Material shown start

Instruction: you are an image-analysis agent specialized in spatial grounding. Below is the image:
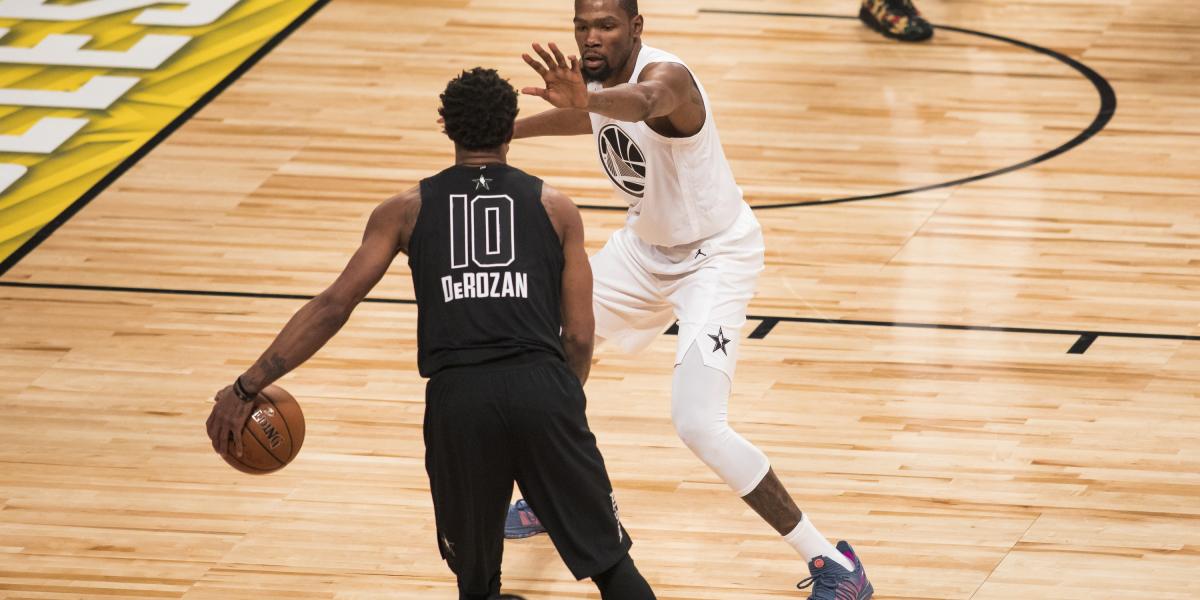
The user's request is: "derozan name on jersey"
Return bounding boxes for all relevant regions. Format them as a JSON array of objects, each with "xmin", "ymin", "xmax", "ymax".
[{"xmin": 442, "ymin": 271, "xmax": 529, "ymax": 302}]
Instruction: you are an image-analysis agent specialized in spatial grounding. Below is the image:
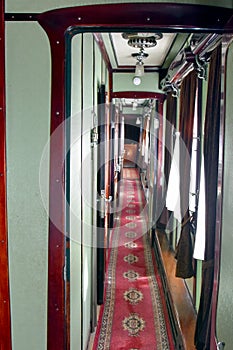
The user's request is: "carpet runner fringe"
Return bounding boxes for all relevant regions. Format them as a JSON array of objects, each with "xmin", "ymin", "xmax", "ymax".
[{"xmin": 93, "ymin": 169, "xmax": 175, "ymax": 350}]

Material shown end

*Aim*:
Reproduce every line of the records above with their wording unchanged, and move each bounding box by adding 50 to every coordinate in the answers. Leave the pictures out.

*Reply*:
Instruction: you are an image-analysis agent specialized in spatial grounding. Below is the image:
The user's request is: "derozan name on jersey"
Return bounding boxes for all relevant regions. Format them as a JSON array of objects, each with "xmin", "ymin", "xmax", "ymax".
[{"xmin": 492, "ymin": 321, "xmax": 579, "ymax": 352}]
Instruction: you are an image-analysis agent specialized in spatial grounding. Below is the image:
The user's request is: "carpet runner fringe"
Return bounding boxes for all relevant regions. Format them as a JSON array of objects, each with "xmin", "ymin", "xmax", "ymax".
[{"xmin": 143, "ymin": 219, "xmax": 225, "ymax": 400}]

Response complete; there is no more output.